[ENTRIES start]

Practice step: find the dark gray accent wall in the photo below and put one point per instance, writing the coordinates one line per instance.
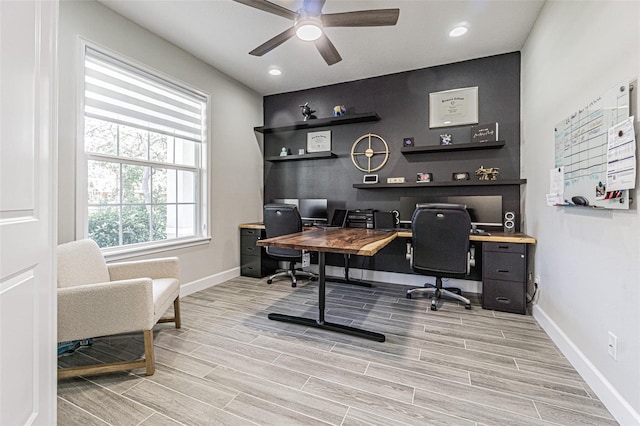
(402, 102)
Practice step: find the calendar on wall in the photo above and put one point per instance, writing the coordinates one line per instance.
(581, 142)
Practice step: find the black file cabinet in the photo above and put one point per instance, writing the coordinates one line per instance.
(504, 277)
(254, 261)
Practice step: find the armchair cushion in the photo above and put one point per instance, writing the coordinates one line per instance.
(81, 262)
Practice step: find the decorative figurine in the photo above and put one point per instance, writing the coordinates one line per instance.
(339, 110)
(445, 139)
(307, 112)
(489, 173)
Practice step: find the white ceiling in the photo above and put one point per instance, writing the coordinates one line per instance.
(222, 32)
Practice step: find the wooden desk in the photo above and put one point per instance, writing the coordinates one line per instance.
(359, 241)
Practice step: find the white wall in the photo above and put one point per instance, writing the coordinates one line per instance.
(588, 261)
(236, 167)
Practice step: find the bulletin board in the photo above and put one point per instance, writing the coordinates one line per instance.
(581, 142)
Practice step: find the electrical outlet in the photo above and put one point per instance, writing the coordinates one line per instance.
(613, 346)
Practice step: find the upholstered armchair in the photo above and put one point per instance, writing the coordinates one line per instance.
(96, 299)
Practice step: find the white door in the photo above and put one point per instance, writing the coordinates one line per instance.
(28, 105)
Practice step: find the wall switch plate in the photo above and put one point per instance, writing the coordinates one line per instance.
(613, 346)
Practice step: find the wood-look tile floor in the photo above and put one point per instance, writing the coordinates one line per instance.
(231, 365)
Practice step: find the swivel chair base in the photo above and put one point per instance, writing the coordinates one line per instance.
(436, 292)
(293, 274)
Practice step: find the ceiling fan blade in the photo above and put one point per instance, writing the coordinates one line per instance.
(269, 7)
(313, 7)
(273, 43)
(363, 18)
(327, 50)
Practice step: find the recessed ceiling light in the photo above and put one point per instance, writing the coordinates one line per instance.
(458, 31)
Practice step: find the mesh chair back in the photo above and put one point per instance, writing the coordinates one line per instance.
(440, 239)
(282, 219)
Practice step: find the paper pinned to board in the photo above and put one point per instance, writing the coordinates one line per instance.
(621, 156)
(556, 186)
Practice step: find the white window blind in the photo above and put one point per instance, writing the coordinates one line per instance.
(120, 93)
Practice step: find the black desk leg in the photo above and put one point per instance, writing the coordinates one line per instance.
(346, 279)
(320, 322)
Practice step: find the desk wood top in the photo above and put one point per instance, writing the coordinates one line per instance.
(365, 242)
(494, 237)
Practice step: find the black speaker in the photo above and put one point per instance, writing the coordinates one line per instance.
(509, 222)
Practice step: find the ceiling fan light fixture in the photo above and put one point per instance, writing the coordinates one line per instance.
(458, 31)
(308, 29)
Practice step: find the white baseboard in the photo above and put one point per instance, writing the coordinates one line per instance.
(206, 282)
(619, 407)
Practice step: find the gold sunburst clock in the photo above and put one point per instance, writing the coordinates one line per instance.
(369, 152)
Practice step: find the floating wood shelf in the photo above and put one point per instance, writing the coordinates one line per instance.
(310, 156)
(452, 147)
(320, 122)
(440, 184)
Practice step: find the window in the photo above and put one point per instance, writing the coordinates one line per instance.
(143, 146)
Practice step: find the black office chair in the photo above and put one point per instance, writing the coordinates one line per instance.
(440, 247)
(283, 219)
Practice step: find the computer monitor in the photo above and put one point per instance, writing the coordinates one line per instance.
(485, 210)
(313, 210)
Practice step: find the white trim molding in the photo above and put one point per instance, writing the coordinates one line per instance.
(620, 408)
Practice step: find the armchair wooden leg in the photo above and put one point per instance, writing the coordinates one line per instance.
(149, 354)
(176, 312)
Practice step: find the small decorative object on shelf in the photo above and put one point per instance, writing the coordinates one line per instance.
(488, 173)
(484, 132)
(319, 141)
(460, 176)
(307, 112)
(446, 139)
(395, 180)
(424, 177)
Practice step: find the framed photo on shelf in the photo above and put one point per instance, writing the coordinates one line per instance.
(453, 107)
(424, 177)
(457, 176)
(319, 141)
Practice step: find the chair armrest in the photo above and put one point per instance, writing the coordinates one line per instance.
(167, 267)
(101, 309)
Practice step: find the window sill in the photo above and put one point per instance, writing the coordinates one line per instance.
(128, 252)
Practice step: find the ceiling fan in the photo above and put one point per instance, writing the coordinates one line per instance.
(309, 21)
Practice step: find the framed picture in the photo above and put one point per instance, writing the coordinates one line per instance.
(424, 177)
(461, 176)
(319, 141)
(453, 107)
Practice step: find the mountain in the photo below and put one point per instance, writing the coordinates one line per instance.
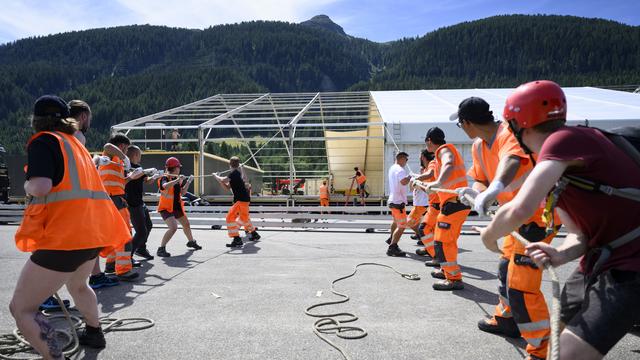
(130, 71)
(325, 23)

[ENTRIES end]

→ WHAT IS BEING ASKED
Your copy should hold every record word for word and none of the pictures.

→ FULL ANSWER
Practice step: find the dark gray accent wall in the photo below and put one point per instance, writing the coordinates one line per instance.
(402, 102)
Practice step: find the calendar on wall in the photo above and put one point per instance, writing the coordinates one line per instance.
(581, 142)
Practice step: find the black file cabinet in the photo above and put one point per instance, writing the coordinates one line per instance.
(504, 277)
(254, 261)
Practice step: find the armchair cushion in the photo above and put one point per instance, writing the coordinates one line per instance.
(81, 262)
Practice step: find the decorative figurine in the photo above and put one point per instance, writing the coordinates one line per instance.
(339, 110)
(445, 139)
(307, 112)
(489, 173)
Practice step: find the white ceiling in the photo above and put one point per instance, writing the coordinates one line per instance.
(222, 32)
Practice step: find the wooden desk in the photo above and put one point per instance, writing the coordinates one line per instance.
(359, 241)
Practice step: find the white wall in the photo above and put one point per instance, writing the coordinates one line per instance.
(588, 261)
(236, 167)
Practice step: find the bulletin board in the photo above and put one point per instance, writing the coordinates one line per instance.
(581, 142)
Practice step: find the electrical outlet in the photo above and put one point per instance, writing the coordinates one line per instance.
(613, 346)
Practice step: find the upholstered armchair in the photo above and put one point per instance, writing the coordinates one line per instance.
(96, 299)
Practice step: find the white door in the photo above and put one point per instance, writing the coordinates one line per instance.
(28, 105)
Practice step: find the wall switch plate in the photo above and put one point per instance, writing the coordinates one line per instance.
(613, 346)
Practice step: find the wood-look tile floor in the photo above and put one point per instance, writing the coordinates one line per instance.
(231, 365)
Practice step: find the swivel chair base in the photo above and put one point per instance, writing the coordinates one line per instance.
(436, 292)
(293, 274)
Practice step: find the ceiling fan blade in the photo above and put one point per instance, writing the coordinates one line per instance.
(269, 7)
(313, 7)
(273, 43)
(363, 18)
(327, 50)
Practice step: find the recessed ceiling light in the photo above and put one point per instance, writing the coordinates one line per instance.
(458, 31)
Practice step: find the mesh chair back in the photo above and put one point per instance, writing the coordinates one line per instance.
(440, 239)
(282, 219)
Practice step: find the paper pinned to board in the photo above and put one point per instance, writing the coordinates one line per instance.
(621, 156)
(556, 186)
Practice step: find the white window blind in the photo above and put one point per instance, writing the coordinates one line per instance.
(120, 93)
Practice step: find the black desk leg in the photo above and put one point per instance, writing the coordinates one line per instance.
(346, 279)
(320, 322)
Practice step: find the desk wood top in the photo above and put one point per instance, writing the coordinates one line per instance.
(365, 242)
(494, 237)
Practice step: find the black speaker in the photo above and put one point per instance, writing the coordinates one line per instance.
(509, 222)
Practice step: find the ceiling fan light fixture in the photo above and put one point per instance, writing the coordinates one line per instance.
(458, 31)
(308, 29)
Practice step: find the white baseboard in the photo above and put one point per instance, writing the coordinates one line per instance.
(206, 282)
(619, 407)
Practice step: find the gold sunburst clock in the photo above and put one point per instance, writing the coordinates one line per instance.
(369, 152)
Practice step: find the floating wood shelf in the photo above and put one point per instance, writing the coordinates one line per instance.
(310, 156)
(452, 147)
(320, 122)
(440, 184)
Practice step: find the window in the photo above and put one point per instance, writing the coordinates one line per instance.
(143, 146)
Practice step: find the black office chair in the photo above and put one point per instance, writing the coordinates one line per instance.
(440, 247)
(283, 219)
Practice step: find the computer monitor in the photo above and put one point per instance, writing the coordinates one line per instance.
(485, 210)
(313, 210)
Practice step: find the white trim molding in the photo above and put one point per instance, writing the coordinates one line per instance.
(620, 408)
Practice step: find the armchair wooden leg in the photo above and put one point per instance, writing the coordinates one line per instance.
(149, 354)
(176, 312)
Practice step: find the small decorative object on shelf in the photo above and put one point per instance, writing the coordinates one line per instance.
(488, 173)
(484, 132)
(319, 141)
(460, 176)
(307, 112)
(446, 139)
(395, 180)
(424, 177)
Practice step: find the framed photo on shelf in the photo above and put one point per instance, writing the coordinates one line per instance.
(453, 107)
(424, 177)
(457, 176)
(319, 141)
Practice step: find the chair armrest in the photo above and put one point per instance, writing the coordinates one line per instance.
(167, 267)
(101, 309)
Practice step: find the window sill in the photo above and put one point per instance, writing the coordinates one line per instance.
(128, 252)
Practice step: find the ceiling fan in the photo above and put one point per instance, writing the coordinates one line per instance.
(309, 21)
Practice step: find the framed picture in the photo above and put one point per instance, writing the coordinates one line per instance.
(424, 177)
(461, 176)
(319, 141)
(453, 107)
Practice step: find the mountain in the photo below and put one point per instance, writing the coordinates one line per instance.
(130, 71)
(325, 23)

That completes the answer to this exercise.